Count the lines in the material below that contain the string "dark", treating uppercase and lowercase as different. Reply with the number alone.
--- --- ---
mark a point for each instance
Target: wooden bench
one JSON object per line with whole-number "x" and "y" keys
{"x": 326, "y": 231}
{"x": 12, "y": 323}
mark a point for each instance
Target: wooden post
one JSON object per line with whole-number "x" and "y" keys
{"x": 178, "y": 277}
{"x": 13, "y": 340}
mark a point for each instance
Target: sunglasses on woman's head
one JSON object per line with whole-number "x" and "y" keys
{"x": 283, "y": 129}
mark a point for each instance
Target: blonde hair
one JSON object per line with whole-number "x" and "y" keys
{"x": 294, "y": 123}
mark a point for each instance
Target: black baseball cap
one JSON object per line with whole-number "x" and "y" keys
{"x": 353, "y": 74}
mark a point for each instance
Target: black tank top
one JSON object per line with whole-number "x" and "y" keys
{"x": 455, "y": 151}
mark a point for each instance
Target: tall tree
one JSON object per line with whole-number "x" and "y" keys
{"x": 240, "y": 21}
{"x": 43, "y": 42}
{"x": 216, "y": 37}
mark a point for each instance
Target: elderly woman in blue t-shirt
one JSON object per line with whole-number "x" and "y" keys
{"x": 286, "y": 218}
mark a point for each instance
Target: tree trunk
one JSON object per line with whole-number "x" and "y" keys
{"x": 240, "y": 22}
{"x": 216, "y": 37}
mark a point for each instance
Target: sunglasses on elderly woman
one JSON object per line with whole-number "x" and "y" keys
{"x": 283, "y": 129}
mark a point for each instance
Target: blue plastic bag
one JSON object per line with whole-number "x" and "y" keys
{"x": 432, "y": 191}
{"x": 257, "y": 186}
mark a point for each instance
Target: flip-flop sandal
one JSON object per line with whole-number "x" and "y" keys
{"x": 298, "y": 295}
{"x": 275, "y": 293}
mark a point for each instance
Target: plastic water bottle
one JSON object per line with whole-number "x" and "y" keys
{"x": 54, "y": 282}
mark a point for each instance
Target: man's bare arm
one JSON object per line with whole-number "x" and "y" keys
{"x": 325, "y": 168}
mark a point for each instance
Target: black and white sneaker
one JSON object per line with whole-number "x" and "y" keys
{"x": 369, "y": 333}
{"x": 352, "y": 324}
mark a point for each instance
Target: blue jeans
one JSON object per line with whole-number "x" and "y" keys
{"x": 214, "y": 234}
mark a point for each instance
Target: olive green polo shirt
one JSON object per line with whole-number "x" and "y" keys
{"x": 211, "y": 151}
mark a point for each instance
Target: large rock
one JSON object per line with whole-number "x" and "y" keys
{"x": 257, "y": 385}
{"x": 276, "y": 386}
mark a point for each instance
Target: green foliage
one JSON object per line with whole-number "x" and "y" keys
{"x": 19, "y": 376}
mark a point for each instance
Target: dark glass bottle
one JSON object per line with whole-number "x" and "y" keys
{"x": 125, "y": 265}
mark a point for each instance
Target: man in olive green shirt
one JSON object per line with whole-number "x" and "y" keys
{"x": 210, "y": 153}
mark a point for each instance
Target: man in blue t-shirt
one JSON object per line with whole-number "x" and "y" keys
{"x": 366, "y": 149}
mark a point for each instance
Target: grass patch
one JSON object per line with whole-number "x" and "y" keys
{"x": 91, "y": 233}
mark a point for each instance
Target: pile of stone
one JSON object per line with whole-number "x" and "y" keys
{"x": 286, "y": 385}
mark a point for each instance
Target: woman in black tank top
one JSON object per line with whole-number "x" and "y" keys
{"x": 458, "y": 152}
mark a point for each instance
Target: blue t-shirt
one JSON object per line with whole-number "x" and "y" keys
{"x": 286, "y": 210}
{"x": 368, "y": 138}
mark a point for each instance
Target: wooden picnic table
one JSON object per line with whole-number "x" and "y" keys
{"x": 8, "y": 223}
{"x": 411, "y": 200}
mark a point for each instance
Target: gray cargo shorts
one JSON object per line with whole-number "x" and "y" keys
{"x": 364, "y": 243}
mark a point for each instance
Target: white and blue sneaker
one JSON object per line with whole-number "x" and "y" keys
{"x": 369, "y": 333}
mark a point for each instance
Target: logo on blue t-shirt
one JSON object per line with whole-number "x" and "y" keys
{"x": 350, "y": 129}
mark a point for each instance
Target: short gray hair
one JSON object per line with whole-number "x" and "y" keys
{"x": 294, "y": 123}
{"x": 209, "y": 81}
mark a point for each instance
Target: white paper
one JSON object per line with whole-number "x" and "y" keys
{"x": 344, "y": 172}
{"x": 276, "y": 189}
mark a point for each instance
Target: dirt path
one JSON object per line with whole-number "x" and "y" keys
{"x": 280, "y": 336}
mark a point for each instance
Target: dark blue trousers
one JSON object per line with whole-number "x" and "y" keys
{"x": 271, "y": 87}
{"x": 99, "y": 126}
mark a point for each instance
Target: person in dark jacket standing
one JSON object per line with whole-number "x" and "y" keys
--- --- ---
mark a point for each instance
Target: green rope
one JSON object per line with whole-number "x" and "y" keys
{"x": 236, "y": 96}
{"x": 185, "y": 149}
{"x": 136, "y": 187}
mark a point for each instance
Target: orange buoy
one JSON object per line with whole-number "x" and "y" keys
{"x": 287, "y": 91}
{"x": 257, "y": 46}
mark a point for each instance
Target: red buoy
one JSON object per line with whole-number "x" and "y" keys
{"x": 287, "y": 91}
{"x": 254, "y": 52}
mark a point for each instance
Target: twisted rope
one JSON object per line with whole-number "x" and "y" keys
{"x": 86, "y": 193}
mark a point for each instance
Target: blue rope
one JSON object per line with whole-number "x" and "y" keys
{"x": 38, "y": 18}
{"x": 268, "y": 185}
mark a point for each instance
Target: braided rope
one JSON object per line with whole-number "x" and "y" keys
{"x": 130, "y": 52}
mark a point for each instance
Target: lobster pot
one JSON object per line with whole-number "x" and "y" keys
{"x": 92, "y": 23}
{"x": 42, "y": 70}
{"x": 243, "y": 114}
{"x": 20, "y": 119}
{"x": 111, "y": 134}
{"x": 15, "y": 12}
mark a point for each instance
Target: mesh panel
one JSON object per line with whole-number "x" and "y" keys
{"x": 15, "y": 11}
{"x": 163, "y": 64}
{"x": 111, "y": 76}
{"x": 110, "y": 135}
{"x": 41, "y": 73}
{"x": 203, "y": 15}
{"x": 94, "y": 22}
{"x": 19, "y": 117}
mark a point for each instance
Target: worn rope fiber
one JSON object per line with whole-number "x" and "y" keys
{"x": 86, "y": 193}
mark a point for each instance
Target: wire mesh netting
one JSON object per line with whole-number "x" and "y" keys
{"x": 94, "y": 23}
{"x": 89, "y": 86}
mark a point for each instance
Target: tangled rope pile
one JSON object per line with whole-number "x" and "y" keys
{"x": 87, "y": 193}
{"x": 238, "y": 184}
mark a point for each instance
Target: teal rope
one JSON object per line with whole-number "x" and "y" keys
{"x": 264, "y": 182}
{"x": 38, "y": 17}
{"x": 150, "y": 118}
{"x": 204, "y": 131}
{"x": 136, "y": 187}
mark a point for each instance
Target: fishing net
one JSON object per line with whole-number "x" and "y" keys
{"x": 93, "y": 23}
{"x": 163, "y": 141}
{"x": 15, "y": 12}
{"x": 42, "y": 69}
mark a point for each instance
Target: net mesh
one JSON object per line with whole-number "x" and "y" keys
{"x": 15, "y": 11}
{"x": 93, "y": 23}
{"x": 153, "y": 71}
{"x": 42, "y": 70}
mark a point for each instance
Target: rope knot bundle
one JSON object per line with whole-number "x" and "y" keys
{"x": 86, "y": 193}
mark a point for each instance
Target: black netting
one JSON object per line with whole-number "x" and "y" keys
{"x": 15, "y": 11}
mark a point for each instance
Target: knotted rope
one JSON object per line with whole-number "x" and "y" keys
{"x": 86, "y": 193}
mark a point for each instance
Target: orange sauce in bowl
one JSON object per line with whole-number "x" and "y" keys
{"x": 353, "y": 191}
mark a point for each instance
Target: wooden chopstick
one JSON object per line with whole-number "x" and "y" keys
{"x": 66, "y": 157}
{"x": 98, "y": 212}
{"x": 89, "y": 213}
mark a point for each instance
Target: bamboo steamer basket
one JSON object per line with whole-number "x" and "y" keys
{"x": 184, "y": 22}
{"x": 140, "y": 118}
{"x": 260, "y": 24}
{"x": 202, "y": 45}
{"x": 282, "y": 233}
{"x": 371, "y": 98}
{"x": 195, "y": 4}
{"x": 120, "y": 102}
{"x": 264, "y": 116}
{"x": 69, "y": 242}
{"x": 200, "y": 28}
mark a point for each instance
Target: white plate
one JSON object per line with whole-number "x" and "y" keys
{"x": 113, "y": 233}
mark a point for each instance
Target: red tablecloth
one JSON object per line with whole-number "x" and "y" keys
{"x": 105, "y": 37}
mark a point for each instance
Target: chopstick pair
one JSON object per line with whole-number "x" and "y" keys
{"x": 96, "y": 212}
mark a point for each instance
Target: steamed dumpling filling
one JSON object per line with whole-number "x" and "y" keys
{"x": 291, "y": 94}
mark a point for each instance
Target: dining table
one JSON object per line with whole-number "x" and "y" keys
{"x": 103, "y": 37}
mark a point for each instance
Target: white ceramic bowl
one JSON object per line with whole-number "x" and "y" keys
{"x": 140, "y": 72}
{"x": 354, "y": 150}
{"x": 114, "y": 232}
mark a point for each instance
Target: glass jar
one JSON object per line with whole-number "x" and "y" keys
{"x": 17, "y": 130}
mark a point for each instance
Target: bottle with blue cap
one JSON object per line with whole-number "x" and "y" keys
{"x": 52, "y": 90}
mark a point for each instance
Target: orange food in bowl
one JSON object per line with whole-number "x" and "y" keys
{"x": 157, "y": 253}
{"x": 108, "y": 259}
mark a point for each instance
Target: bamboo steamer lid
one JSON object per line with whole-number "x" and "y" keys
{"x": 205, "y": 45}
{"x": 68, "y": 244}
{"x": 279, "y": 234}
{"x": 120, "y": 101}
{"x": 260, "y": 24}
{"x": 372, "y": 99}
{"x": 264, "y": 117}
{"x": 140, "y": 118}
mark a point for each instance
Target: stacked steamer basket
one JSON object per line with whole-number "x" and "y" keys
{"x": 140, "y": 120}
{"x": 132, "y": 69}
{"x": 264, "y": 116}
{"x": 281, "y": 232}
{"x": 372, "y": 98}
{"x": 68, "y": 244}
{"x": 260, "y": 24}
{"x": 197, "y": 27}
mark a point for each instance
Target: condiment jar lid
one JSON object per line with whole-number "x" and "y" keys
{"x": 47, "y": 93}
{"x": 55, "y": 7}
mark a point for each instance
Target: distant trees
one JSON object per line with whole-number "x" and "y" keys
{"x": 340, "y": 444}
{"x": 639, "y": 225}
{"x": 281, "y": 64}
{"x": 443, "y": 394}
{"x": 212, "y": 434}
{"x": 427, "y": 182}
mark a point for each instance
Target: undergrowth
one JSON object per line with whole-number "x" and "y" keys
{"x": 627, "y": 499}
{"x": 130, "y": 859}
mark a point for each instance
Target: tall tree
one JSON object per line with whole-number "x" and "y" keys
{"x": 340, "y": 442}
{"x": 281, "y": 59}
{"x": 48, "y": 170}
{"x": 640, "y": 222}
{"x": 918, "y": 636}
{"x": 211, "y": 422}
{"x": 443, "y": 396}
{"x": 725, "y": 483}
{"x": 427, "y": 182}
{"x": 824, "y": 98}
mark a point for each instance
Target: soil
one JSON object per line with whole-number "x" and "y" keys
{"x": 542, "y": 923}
--- --- ---
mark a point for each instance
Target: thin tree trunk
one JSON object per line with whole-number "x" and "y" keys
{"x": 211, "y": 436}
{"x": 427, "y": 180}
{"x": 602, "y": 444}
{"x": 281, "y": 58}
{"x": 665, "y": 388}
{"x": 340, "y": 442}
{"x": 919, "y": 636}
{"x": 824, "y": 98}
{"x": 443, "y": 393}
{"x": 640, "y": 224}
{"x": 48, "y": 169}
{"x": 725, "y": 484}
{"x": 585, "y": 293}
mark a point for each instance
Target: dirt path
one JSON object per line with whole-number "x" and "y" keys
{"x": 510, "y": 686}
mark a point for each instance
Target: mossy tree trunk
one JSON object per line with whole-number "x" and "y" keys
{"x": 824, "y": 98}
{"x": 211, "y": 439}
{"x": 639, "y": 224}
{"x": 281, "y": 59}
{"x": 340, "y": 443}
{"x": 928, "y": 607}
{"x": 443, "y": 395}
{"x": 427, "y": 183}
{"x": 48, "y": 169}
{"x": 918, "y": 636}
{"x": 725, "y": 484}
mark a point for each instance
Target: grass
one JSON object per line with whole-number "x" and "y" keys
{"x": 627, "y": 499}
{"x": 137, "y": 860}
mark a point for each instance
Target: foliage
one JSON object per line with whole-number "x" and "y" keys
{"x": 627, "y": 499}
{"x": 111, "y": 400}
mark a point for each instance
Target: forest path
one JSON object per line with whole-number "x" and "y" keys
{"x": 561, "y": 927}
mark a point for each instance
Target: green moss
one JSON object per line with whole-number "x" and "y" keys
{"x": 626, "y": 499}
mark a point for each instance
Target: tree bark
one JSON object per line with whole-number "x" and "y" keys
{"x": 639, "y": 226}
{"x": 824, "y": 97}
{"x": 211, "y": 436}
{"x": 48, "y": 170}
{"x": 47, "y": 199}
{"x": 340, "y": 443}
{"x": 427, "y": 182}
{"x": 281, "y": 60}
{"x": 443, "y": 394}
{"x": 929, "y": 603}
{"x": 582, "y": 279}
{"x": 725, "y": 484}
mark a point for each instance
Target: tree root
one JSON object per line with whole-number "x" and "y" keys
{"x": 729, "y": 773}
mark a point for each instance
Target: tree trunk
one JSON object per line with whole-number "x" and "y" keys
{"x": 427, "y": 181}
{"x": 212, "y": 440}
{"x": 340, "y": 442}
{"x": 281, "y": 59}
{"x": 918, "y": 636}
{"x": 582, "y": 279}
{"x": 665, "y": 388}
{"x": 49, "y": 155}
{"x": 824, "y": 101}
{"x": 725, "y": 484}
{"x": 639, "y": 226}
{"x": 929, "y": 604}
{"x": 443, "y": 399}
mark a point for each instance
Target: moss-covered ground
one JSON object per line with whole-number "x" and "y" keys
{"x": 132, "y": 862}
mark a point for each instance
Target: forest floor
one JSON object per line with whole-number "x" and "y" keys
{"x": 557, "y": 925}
--- --- ---
■ Complete output ■
3